The only source about Lenin ordering shooting of Romanovs is of course Trotsky who said that Lenin and Sverdlov talked to him and ordered him to do so. But of course, typical for Trotsky, he only pulled out that revelation after becoming renegade when Lenin and Sverdlov were both long dead, so we could safely assume that did not happen in reality.
I greatly recommend book about that.
The narrator of the podcast said there was plenty of contemporary evidence that Lenin and Sverdlov ordered the execution and lied about approving it ex post facto, but the only evidence he directly referenced in the podcast itself was the fact that they had a history of lying because the lie that only the tsar died (that they only kept up for just a little while), and that quote from Trotsky.
Then the fact that he said it was years later when Trotsky said this and he had his own motivations at the time, and then ignored this contradiction, made me wonder if there's other evidence out there that made him so sure about this version of events. There's also the vague idea that the Ural Soviet wouldn't dare execute them without Moscow permission, but I'm not sure why he's so sure of that. It seems to me things weren't nearly so centralized at that time, especially with a civil war going on and all.

=-=-=

__Task set__
**1.** Translate this sentence from the discussion about the Romanovs' execution into Spanish: "There's also the vague idea that the Ural Soviet wouldn't dare execute them without Moscow permission, but I'm not sure why he's so sure of that."
**2.** Continue the discussion about the Romanovs' execution, picking up right after its final sentence.

Records from a collection
=-=-=

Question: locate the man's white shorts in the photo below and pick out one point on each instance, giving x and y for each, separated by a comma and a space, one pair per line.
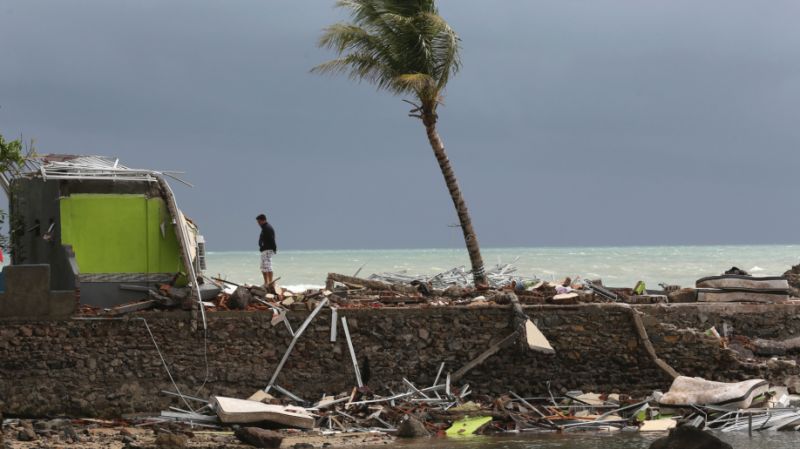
266, 261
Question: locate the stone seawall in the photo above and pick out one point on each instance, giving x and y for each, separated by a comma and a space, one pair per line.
109, 368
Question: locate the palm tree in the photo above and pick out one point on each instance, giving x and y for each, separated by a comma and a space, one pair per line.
406, 48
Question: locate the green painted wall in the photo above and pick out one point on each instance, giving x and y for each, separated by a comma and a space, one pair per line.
120, 234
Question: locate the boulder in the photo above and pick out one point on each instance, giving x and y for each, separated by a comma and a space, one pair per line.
688, 437
26, 432
240, 298
258, 437
412, 427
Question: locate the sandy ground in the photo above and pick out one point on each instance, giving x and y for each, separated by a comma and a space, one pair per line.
132, 438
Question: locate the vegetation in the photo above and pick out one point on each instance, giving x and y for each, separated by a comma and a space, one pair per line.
405, 47
11, 154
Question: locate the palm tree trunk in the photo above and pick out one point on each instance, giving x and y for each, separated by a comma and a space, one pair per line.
471, 240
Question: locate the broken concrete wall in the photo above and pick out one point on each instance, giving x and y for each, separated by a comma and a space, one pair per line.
108, 368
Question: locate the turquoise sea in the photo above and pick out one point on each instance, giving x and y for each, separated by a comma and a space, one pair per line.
603, 440
616, 266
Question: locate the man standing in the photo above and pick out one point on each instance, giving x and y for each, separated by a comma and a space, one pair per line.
266, 244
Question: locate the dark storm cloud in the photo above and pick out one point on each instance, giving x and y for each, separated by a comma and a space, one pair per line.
572, 123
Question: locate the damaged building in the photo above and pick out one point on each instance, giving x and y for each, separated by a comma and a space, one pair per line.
104, 234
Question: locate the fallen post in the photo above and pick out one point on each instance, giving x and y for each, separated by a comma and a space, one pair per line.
295, 337
352, 352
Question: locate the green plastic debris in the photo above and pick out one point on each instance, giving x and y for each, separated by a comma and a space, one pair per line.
467, 425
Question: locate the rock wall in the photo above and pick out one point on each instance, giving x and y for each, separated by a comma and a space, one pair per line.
109, 368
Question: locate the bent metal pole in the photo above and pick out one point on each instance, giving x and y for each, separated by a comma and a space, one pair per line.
294, 341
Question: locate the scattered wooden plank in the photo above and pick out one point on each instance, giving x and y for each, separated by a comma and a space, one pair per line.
352, 352
242, 411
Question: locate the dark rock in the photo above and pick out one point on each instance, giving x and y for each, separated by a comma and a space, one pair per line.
171, 441
793, 276
257, 437
737, 271
688, 437
683, 295
240, 298
412, 427
26, 433
69, 433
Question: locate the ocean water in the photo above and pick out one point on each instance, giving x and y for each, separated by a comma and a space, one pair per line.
616, 266
581, 440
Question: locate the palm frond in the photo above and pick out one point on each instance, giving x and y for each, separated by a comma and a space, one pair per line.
402, 46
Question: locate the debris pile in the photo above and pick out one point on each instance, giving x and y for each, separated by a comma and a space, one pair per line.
453, 288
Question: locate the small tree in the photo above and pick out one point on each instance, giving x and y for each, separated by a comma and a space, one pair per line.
11, 154
406, 48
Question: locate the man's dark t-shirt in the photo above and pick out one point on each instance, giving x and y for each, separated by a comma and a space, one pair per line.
266, 240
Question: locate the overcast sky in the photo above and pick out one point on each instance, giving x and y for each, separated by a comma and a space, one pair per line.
572, 122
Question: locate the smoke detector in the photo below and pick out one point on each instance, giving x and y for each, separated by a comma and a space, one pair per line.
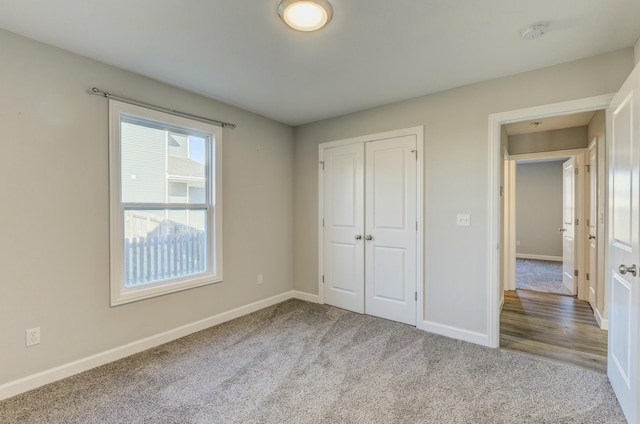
533, 32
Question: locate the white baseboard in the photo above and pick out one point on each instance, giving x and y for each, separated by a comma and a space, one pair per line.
308, 297
456, 333
602, 322
33, 381
539, 257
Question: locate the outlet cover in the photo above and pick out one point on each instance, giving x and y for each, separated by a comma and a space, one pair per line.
463, 220
33, 336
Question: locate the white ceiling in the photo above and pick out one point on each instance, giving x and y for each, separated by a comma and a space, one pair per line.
373, 52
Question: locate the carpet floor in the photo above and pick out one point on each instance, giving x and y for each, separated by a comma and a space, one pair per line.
541, 276
299, 362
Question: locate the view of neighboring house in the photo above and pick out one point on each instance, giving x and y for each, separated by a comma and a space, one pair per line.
160, 166
165, 170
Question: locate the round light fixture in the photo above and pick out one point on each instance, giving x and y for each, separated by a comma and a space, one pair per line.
305, 15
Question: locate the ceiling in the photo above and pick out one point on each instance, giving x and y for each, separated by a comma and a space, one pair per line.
372, 53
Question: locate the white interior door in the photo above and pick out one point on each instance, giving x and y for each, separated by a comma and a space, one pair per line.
391, 229
568, 227
370, 237
592, 223
624, 249
343, 182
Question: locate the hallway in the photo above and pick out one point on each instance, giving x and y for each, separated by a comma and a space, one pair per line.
558, 328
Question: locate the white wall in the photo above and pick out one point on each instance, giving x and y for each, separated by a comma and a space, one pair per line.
456, 176
539, 208
54, 234
548, 141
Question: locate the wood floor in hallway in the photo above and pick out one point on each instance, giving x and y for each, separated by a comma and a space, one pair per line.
558, 328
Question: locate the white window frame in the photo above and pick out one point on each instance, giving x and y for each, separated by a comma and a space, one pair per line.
213, 274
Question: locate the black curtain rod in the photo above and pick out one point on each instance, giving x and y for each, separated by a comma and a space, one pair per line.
108, 95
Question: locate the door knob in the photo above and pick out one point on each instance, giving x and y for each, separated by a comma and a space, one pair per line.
631, 269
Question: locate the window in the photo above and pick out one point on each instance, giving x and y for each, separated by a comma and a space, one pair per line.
165, 203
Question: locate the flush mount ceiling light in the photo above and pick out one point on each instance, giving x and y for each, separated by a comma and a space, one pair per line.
533, 32
305, 15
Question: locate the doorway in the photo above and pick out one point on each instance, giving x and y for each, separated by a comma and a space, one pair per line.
498, 268
546, 194
371, 225
546, 239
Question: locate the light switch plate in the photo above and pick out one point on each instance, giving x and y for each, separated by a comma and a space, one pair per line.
463, 220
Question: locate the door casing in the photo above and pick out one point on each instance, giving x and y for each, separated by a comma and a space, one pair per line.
419, 134
496, 120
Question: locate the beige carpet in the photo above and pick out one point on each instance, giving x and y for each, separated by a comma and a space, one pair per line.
299, 362
540, 276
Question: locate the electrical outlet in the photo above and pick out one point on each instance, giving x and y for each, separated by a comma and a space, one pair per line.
33, 336
463, 220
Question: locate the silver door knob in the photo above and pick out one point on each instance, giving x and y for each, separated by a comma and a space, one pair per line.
630, 269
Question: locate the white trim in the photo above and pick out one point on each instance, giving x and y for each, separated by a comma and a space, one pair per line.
456, 333
119, 293
539, 257
419, 133
602, 322
307, 297
33, 381
496, 120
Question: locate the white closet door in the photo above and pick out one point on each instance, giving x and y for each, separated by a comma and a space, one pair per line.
391, 233
343, 227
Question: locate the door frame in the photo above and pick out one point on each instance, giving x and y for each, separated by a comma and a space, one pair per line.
496, 120
419, 134
509, 250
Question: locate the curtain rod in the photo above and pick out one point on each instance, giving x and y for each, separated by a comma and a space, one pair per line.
108, 95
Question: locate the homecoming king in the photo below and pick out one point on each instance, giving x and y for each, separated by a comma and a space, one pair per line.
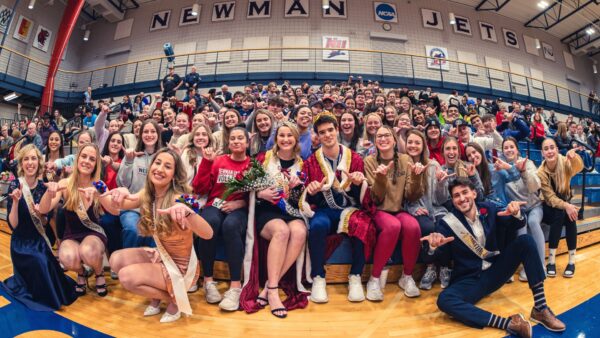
467, 235
335, 190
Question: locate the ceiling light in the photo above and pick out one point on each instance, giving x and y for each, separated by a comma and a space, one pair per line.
11, 96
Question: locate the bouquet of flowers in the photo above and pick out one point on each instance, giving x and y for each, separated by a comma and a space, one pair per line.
254, 178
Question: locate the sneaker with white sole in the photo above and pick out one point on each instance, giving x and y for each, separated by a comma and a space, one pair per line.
318, 292
445, 273
231, 300
355, 290
211, 293
374, 291
407, 283
429, 278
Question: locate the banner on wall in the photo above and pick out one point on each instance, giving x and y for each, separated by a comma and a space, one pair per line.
23, 29
5, 13
42, 37
341, 42
437, 57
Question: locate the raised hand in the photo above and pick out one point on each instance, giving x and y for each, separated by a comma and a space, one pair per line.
356, 177
53, 188
208, 153
500, 164
17, 194
316, 186
521, 164
383, 169
436, 239
178, 213
512, 209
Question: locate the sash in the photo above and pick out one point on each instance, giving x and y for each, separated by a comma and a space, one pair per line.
86, 221
179, 282
467, 238
35, 217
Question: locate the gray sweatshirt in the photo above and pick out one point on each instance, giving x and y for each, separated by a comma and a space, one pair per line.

=-=-=

__Answers for the tasks__
**1.** También existe la vaga idea de que el Sóviet de los Urales no se atrevería a ejecutarlos sin el permiso de Moscú, pero no estoy seguro de por qué él está tan seguro de eso.

**2.**
I appreciate the additional detail that not only was the quote from when the people who could counter are long dead, but it was after he was going rogue. It makes me more and more sure that the narrator was a lot more positive of one version of events for some random personal reason, like anti-Soviet bias, and not for any solid historical reason. And thanks the book recommendation! I'll be sure to check that out.
I'm likely not as knowledgeable as some comrades about the Civil War period, but I will say that the amount of discretion given to local soviets even during the Stalinist era, which was considered by many to be the most harsh, was and is inconceivable to most contemporary Americans, even modern liberalism has harsher incentive structures due to contract law than the soviets did.
Hell, part of the problem of the Soviet Union was a distinct lack of extreme federal centralization, which allowed regions to vary greatly in how they governed themselves and enforced or didn't enforce production quotas created by the politburo. Like if you didn't meet your quotas it was difficult to advance your career, unless you were well connected or bribing people, but if you didn't care, it was only really during the Stalinist era that you had to justify why you didn't meet quota (like, if an essential machine broke down you had to have eyewitness verification from other plant workers this actually happened, so if you weren't liked people could 100% screw you over) or be detained, which is what led to alot of blackmarket graft during and prior to Peristrioka.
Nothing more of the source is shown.